Instructions for the task: Please copy the passage on existential psychology between "The difficulties existentialism" and "mainstream English-speaking psychologists.", inclusive, substituting "conventional psychology" for "traditional psychology".

It has had much less success gaining respect as a research method. There are two psychology journals that showcase phenomenological research, and a few journals in education and nursing are open to it. But most of psychology rejects it, and rather strongly. It is simply considered unscientific. Since it involves neither hypotheses nor statistics, much less independent or independent variables, or control groups or random sampling, it isn't even acceptable, at most universities, for masters or doctoral theses.


The difficulties existentialism has had gaining respect is not entirely the fault of traditional psychology, however. It sometimes seems that existentialists glory in being unacceptable to, or at least misunderstood by, mainstream English-speaking psychologists.

While it is true that new ideas are hard to express and require new words and new ways of using old ones, many of existential psychology's terms are unnecessarily obscure. Many are drawn from philosophical traditions, familiar, perhaps, to philosophers, but not to many psychologists. Others are in German or French, or are poorly translated. Some seem just plain whimsical, or pretentious.

What is needed is a truly talented English-speaking existentialist writer. After all, the language of the ordinary experiences of ordinary people should be ordinary language! Rollo May and Viktor Frankl have made some significant efforts in that direction, but there is much more to be done.

Recorded information:

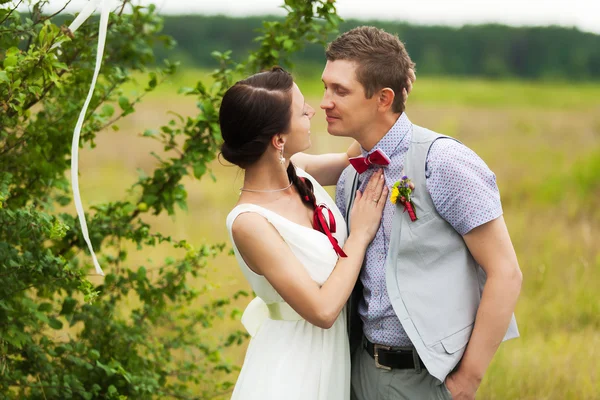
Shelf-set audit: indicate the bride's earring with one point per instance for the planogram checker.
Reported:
(281, 157)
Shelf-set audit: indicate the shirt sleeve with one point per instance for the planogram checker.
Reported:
(461, 185)
(340, 198)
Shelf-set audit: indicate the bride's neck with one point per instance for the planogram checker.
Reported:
(265, 175)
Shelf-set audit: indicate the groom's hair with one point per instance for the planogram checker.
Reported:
(381, 59)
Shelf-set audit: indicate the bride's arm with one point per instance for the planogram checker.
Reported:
(326, 168)
(269, 255)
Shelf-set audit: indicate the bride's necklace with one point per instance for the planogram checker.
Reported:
(267, 191)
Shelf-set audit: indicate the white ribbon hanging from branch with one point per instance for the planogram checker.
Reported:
(81, 18)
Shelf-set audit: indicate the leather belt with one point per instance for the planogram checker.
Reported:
(388, 358)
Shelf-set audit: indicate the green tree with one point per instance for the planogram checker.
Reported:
(157, 348)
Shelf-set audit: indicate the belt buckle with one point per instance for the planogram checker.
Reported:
(376, 348)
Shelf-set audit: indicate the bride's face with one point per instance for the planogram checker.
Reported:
(298, 138)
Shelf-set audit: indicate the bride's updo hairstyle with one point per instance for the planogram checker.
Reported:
(252, 112)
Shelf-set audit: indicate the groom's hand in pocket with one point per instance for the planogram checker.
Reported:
(460, 386)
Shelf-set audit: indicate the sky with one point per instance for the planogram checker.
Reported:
(584, 14)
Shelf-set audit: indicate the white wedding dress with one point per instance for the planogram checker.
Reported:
(291, 359)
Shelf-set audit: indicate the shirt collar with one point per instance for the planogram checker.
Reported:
(390, 143)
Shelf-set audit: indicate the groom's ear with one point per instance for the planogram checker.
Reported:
(385, 99)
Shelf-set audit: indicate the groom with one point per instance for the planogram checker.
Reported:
(436, 295)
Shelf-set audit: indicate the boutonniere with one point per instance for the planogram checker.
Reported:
(401, 192)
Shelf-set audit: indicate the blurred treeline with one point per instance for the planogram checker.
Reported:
(493, 51)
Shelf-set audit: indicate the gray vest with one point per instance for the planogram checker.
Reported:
(433, 282)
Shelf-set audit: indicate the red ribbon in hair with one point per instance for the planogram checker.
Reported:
(320, 223)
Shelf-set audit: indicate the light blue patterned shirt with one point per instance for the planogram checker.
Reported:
(464, 193)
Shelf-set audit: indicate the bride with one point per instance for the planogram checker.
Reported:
(291, 243)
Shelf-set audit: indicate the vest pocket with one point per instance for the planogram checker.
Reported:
(458, 340)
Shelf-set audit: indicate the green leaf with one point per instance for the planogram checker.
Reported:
(69, 304)
(10, 61)
(54, 323)
(108, 110)
(199, 170)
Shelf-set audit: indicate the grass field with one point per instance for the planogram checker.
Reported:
(543, 143)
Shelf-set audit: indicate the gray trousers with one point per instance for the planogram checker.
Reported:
(372, 383)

Solution for this exercise:
The difficulties existentialism has had gaining respect is not entirely the fault of conventional psychology, however. It sometimes seems that existentialists glory in being unacceptable to, or at least misunderstood by, mainstream English-speaking psychologists.